+++ DATASET CONTENT +++

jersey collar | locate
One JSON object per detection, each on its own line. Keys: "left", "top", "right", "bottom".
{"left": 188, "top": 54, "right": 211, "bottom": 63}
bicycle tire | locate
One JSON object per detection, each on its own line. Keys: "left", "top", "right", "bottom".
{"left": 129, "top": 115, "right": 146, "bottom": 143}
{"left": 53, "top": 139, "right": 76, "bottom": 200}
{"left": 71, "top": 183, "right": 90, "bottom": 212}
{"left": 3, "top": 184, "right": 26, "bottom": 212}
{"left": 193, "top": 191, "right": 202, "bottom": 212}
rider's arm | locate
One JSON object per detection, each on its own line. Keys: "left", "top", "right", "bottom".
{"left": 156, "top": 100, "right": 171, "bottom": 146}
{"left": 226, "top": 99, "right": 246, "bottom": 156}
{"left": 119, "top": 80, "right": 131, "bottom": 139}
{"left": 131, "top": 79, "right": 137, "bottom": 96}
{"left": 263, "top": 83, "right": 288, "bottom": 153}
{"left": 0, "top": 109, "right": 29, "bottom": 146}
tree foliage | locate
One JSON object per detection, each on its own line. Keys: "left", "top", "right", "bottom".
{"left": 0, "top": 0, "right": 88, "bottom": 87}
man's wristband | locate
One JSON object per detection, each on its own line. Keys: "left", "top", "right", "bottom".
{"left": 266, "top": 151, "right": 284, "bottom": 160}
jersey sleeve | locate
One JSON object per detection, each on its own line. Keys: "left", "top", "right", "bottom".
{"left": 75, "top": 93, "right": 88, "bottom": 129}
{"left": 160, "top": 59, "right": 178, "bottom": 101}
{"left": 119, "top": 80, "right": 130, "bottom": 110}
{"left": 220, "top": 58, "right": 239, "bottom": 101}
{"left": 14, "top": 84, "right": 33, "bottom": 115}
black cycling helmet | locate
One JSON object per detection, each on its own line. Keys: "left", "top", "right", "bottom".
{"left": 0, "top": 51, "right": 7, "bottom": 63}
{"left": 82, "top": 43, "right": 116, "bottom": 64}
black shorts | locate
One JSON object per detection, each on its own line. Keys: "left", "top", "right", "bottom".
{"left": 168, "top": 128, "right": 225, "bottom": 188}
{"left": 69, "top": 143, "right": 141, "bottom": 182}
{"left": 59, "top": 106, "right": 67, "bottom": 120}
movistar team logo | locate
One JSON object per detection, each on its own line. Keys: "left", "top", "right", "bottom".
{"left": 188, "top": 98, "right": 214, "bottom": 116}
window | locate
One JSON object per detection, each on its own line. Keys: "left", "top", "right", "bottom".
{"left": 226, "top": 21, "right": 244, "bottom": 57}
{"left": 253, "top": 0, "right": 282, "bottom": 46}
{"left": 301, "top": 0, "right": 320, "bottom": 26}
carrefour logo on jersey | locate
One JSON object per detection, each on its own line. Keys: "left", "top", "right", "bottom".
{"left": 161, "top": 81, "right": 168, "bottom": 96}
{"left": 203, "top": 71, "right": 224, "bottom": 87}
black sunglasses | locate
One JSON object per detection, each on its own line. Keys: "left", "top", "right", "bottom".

+++

**WORK INSTRUCTION**
Precisely the lines between those holding "tree foliage | locate" and "man's wristband | locate", inclusive, are to be reproduced from the listing above, with nothing added.

**THE COMPLETED TASK**
tree foliage | locate
One JSON object per detection, each on its own line. Keys: "left", "top", "right", "bottom".
{"left": 0, "top": 0, "right": 88, "bottom": 87}
man's wristband | locate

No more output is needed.